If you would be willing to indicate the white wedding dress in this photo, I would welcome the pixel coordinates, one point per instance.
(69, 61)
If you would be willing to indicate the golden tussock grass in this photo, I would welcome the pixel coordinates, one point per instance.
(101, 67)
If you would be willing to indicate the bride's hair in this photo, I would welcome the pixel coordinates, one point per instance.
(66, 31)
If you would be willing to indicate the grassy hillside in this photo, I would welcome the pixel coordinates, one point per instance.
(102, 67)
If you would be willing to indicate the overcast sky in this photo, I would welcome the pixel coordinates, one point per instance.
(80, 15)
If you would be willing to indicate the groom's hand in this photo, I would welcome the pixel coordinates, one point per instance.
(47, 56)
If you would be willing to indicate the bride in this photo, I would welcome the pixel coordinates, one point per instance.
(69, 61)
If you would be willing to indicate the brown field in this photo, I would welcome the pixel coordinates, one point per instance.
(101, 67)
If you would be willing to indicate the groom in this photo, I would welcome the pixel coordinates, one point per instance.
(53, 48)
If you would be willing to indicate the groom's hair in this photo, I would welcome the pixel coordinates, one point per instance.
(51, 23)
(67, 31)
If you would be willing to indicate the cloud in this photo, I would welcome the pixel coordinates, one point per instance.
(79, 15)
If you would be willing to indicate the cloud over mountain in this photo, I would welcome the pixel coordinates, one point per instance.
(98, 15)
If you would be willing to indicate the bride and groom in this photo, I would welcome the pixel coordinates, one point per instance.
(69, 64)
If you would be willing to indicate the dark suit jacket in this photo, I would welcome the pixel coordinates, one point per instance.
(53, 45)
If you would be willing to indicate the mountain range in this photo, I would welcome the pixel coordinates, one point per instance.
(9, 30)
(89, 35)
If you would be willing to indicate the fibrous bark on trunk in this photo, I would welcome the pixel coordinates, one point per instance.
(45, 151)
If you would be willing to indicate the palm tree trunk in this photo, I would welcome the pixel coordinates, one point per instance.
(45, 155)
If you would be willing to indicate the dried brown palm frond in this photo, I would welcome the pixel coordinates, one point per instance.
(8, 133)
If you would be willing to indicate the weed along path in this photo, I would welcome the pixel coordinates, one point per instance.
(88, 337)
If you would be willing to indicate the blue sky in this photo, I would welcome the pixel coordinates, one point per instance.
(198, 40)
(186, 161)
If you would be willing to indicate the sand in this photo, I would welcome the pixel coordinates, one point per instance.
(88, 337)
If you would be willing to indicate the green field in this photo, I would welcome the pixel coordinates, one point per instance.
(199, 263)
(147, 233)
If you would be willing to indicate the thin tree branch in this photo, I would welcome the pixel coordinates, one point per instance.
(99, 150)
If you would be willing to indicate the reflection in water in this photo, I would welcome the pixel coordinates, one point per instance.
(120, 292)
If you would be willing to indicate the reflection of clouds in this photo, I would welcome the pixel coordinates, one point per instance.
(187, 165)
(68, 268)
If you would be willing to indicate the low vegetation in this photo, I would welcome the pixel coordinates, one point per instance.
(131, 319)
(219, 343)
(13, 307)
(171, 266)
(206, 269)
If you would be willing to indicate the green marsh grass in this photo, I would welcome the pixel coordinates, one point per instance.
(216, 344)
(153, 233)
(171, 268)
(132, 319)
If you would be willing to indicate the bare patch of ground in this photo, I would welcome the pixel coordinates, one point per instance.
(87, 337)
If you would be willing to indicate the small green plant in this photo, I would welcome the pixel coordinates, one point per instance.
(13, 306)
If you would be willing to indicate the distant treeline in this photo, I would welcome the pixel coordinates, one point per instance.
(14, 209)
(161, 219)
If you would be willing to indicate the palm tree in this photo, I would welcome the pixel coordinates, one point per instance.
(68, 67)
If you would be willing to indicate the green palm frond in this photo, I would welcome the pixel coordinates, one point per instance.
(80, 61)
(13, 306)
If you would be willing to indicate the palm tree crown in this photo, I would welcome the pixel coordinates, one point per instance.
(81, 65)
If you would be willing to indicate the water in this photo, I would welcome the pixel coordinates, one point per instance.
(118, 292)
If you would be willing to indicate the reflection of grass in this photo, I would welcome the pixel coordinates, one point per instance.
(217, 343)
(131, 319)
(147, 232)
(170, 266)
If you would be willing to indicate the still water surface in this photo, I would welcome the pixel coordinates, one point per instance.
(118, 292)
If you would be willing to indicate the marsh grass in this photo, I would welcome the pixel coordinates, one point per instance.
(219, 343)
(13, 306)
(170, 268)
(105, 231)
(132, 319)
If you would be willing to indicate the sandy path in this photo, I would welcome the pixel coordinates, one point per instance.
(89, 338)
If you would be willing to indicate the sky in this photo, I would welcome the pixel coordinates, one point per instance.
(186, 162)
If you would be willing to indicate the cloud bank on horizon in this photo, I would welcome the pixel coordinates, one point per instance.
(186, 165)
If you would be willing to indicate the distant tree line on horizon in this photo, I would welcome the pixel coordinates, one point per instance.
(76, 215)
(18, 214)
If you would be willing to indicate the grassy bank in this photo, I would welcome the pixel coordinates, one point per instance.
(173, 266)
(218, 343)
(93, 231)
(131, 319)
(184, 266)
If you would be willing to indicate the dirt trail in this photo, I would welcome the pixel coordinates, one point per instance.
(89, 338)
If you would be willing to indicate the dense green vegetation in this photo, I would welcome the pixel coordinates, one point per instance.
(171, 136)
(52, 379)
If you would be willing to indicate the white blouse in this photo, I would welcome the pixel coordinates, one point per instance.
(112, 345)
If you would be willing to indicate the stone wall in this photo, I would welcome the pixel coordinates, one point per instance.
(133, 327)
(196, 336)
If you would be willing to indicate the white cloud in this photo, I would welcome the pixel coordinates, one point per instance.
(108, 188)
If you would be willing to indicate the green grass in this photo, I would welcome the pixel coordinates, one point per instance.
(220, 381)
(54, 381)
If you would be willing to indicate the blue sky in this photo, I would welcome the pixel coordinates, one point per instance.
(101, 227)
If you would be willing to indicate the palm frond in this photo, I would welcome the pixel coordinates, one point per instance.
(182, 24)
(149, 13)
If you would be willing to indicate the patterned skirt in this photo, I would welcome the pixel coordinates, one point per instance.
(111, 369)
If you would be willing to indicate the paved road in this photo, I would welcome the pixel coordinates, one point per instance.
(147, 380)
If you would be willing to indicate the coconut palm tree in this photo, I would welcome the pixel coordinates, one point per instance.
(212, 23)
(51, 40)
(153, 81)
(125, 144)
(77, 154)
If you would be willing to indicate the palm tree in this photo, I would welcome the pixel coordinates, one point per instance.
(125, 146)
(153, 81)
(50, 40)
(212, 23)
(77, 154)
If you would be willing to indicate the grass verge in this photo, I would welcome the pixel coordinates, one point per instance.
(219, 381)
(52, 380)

* * * * * * *

_TASK STATEMENT:_ Please repeat every entry, exactly as it was written.

_SOLUTION TO THE PROBLEM:_
If you would be willing to indicate the white wedding dress in this photo, I would welcome the pixel coordinates, one point per instance.
(69, 61)
If you would be willing to indicate the golden tussock grass in this photo, I would welcome the pixel coordinates, one point per instance.
(101, 67)
If you would be willing to indicate the bride's hair in this photo, I would welcome the pixel coordinates, one point per instance.
(66, 31)
If you would be willing to indicate the grassy hillside in this photo, I would welcome the pixel coordinates, one point per instance.
(102, 67)
If you would be willing to indicate the overcast sky in this photo, I would welcome the pixel coordinates, one point per instance.
(80, 15)
If you would be willing to indicate the groom's hand in this photo, I would welcome the pixel coordinates, one point per instance.
(47, 56)
If you would be willing to indicate the bride in this photo, I would welcome the pixel coordinates, one point per instance.
(69, 61)
If you would be willing to indicate the brown field in this photo, I would welcome the pixel coordinates, one point per instance.
(101, 67)
If you would be willing to indicate the groom in this photo, I would welcome the pixel coordinates, one point per instance.
(53, 48)
If you would be willing to indicate the groom's hair in this photo, I would welcome the pixel coordinates, one point per instance.
(51, 23)
(67, 31)
If you would be willing to indicate the cloud in this photo, I would welcome the pixel coordinates, one point per instance.
(79, 15)
If you would be willing to indicate the cloud over mountain in this photo, I would welcome the pixel coordinates, one point per instance.
(98, 15)
If you would be willing to indicate the bride and groom in this photo, I would welcome the pixel coordinates, one point per instance.
(69, 64)
If you would be willing to indicate the dark suit jacket in this photo, I would welcome the pixel coordinates, one point per instance.
(53, 45)
If you would be willing to indicate the mountain range in this photo, I would welcome the pixel coordinates, one point per instance.
(9, 30)
(89, 35)
If you would be willing to indicate the fibrous bark on trunk in this photo, I would welcome the pixel coordinates, one point per instance.
(45, 151)
If you would be willing to indicate the palm tree trunk in this photo, I would welcome the pixel coordinates, one point per instance.
(45, 155)
If you would be willing to indicate the dried brown palm frond in this photo, I would welcome the pixel coordinates, one point per instance.
(8, 133)
If you would be willing to indicate the weed along path in this photo, I would welcome the pixel coordinates, one point per instance.
(88, 337)
If you would be willing to indicate the blue sky in this photo, I would welcome the pixel coordinates, one point per instance.
(198, 40)
(186, 161)
If you would be willing to indicate the sand in this photo, I would welcome the pixel coordinates, one point per instance.
(88, 337)
If you would be willing to indicate the green field in this photo, I would welcome the pixel coordinates, one point per instance.
(199, 263)
(147, 233)
If you would be willing to indicate the thin tree branch in this photo, I would welcome the pixel coordinates, one point per instance.
(99, 150)
If you would be willing to indicate the reflection in water in this photo, I would welcome the pixel coordinates, one point per instance.
(120, 292)
If you would be willing to indicate the reflection of clouds in this photo, I would welcome the pixel coordinates, one point per instance.
(187, 165)
(68, 268)
If you would be willing to indicate the low vegetation in this photo, I would welcome the pixel coordinates, one point per instance.
(131, 319)
(219, 343)
(13, 307)
(171, 266)
(206, 269)
If you would be willing to indicate the green marsh grass in this photo, I would welcome the pixel coordinates, one point per instance.
(216, 344)
(153, 233)
(171, 268)
(132, 319)
If you would be willing to indicate the bare patch of ground in this photo, I would welcome the pixel coordinates, one point per instance.
(87, 337)
If you would be willing to indicate the small green plant in this photo, I would welcome the pixel coordinates, one point per instance.
(13, 306)
If you would be willing to indicate the distant treeline in this photo, I would welcome the pixel coordinates, one point per instance.
(14, 209)
(161, 219)
If you would be willing to indicate the palm tree in this photo, I would welcome the pixel coordinates, one point per instance.
(68, 67)
If you would be willing to indicate the green palm frond in this photo, I would welcome the pixel coordinates, one point per instance.
(80, 61)
(13, 306)
If you would be willing to indicate the palm tree crown in this photo, I would welcome the pixel coordinates, one point per instance.
(81, 65)
If you would be willing to indicate the water in this photo, I would welcome the pixel coordinates, one point per instance.
(118, 292)
If you would be willing to indicate the reflection of grass in this photo, I would welcome the pixel coordinates, one point per instance.
(217, 343)
(131, 319)
(147, 232)
(170, 266)
If you would be willing to indicate the still water surface in this photo, I would welcome the pixel coordinates, one point per instance.
(118, 292)
If you would be willing to indicate the marsh grass in this photo, I would welcome the pixel coordinates, one point per instance.
(219, 343)
(13, 306)
(170, 268)
(105, 231)
(132, 319)
If you would be willing to indicate the sandy path in this photo, I would welcome the pixel coordinates, one point per instance.
(89, 338)
If you would be willing to indicate the sky in this photo, I would welcome the pixel coordinates, one point per instance.
(186, 162)
If you would be willing to indicate the cloud bank on horizon in this photo, I would welcome the pixel coordinates, one point per instance.
(186, 165)
If you would be willing to indicate the distant tree line on horizon in this photo, I would welcome the pixel coordinates, one point per instance.
(76, 215)
(18, 214)
If you would be willing to indicate the grassy bank in this photo, I would welcome the pixel coordinates, one point per instance.
(173, 266)
(218, 343)
(93, 231)
(131, 319)
(184, 266)
If you would be willing to indicate the dirt trail in this photo, I would welcome the pixel coordinates, one point per instance.
(89, 338)
If you would be willing to indicate the dense green vegetation in this photo, I would welcome the pixel coordinates, one point per instance.
(171, 136)
(52, 379)
If you would be willing to indicate the white blouse in this photo, I would welcome the pixel coordinates, one point per instance.
(112, 345)
If you would be willing to indicate the stone wall in this photo, I would welcome the pixel coordinates, one point per instance.
(133, 327)
(196, 336)
If you would be willing to indicate the white cloud in this photo, I would welcome the pixel coordinates, one point per instance.
(108, 188)
If you would be willing to indicate the green grass in this photo, I would welcome the pixel coordinates, one point per instance.
(220, 381)
(54, 381)
If you would be willing to indicate the blue sky in this photo, I would welcome the pixel coordinates, one point per instance.
(101, 227)
If you would be willing to indicate the palm frond in this photo, I would welcome the pixel coordinates, one point per instance.
(182, 24)
(149, 13)
If you would be willing to indicate the patterned skirt in this photo, I would welcome the pixel coordinates, one point per instance.
(111, 369)
If you would be willing to indicate the paved road in this photo, I would welcome the pixel coordinates, one point per instance.
(147, 380)
If you would be willing to indicate the coconut palm tree in this photo, I would welcome the pixel coordinates, one point per instance.
(212, 23)
(51, 40)
(153, 81)
(125, 144)
(77, 154)
If you would be willing to indicate the palm tree in this photo, I would welcome the pixel coordinates, one point per instance.
(125, 146)
(153, 81)
(50, 40)
(212, 23)
(77, 154)
If you would be willing to indicate the grass verge in this photo, I would welcome the pixel coordinates, one point per instance.
(219, 381)
(52, 380)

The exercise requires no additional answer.